» **Provided passage**:
━━━━━━

Monday, July 30, 2012

Change

I don't know how i missed it, but i realized change needs to come from my FEELINGS. 

I guess i sort of have been having a hard time trying to be a little more optimistic. I've been making ridiculous excuses in my mind that i can't do it, that others are much more better than i am, and all those kind of negative thoughts. I'm only human, right? I am sure that i am not having one of those low self-esteem kind of thing about how i look and all those, but only troubles with some other things. 

I read a story, this girl talked about exactly how i feel about this certain thing! i mean, i've been wondering if i was the only insane person who felt that way, but i guess i wasn't the only one! Thank heavens for that. I mean, that i've found a solution, at the very least. THAT change needs to come within my thoughts and my feelings. 

Its excruciatingly hard when you're surrounded by negativity to be more positive, but sometimes.. ignorance is the best. Ignorance of negative people. Just do your thing, and make sure you know you're out of their business, then they'd stay out of yours. At least mine does. I have decided to forget about all these negativity, paranoia of thoughts in my head. I'm gonna just let it go.. and put all my focus on what i want to do and achieve. Nothing else matters. It is all easy.

━━━━━━

» **Complete the following**:
1 - Please print the blog post's wording exactly, beginning at the words "I guess i sort" and stopping after "and my feelings.".
2 - In the blog post, where does the writer realize change needs to come from?
3 - Carry the blog post about change forward from its final sentence.
The data after this point comes from a separate, unrelated source.

━━━━━━

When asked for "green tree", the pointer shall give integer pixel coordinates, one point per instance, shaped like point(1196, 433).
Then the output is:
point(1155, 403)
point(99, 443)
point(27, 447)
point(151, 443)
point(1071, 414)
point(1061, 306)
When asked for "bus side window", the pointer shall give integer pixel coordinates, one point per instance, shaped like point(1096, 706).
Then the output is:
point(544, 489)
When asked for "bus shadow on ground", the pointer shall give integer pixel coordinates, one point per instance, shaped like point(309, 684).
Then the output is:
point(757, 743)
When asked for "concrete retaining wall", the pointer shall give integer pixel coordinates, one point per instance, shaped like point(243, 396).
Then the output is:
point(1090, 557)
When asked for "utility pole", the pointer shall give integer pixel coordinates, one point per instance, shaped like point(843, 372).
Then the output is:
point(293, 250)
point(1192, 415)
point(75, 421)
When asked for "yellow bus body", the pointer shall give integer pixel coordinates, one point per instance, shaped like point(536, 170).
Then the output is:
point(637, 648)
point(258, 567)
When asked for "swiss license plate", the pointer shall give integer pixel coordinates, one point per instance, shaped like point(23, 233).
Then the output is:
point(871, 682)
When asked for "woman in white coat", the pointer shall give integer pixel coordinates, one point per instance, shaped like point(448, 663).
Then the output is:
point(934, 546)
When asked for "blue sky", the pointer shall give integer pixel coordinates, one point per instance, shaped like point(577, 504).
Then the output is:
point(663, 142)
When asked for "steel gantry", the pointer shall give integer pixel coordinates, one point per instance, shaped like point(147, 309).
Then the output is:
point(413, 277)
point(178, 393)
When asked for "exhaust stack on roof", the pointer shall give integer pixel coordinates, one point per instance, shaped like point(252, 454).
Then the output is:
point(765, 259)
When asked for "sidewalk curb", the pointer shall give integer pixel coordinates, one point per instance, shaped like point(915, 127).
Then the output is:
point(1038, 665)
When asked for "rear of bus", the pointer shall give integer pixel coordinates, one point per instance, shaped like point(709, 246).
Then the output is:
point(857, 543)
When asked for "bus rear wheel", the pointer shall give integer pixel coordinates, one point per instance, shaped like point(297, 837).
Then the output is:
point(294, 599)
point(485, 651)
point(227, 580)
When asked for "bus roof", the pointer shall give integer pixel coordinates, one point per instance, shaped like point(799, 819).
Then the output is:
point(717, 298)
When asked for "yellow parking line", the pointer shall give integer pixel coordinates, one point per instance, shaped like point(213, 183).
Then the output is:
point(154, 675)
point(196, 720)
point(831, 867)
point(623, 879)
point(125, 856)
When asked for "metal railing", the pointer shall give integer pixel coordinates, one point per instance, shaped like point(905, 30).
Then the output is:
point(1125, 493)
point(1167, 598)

━━━━━━

» **Task-by-task results**:
1 -
I guess i sort of have been having a hard time trying to be a little more optimistic. I've been making ridiculous excuses in my mind that i can't do it, that others are much more better than i am, and all those kind of negative thoughts. I'm only human, right? I am sure that i am not having one of those low self-esteem kind of thing about how i look and all those, but only troubles with some other things. 

I read a story, this girl talked about exactly how i feel about this certain thing! i mean, i've been wondering if i was the only insane person who felt that way, but i guess i wasn't the only one! Thank heavens for that. I mean, that i've found a solution, at the very least. THAT change needs to come within my thoughts and my feelings.

2 - From the writer's feelings.

3 -
We are all no exception to the universe. 

Visualization and affirmation is the key. Motivation and persistence will be there if you'd just... DO IT. Just do the thing, you'll be surprised on what you'll learn and achieve.

I planned to rant about stuff on this post, but ALWAYS, whenever i do update my blog, i'll end up updating about stuff like this. I guess i can't help it, its sort of like retail therapy to me. Its pretty therapeutic for me to write or express about optimism. 

note to self: To keep my thoughts guarded, 
that a certain people merely wants something to talk about.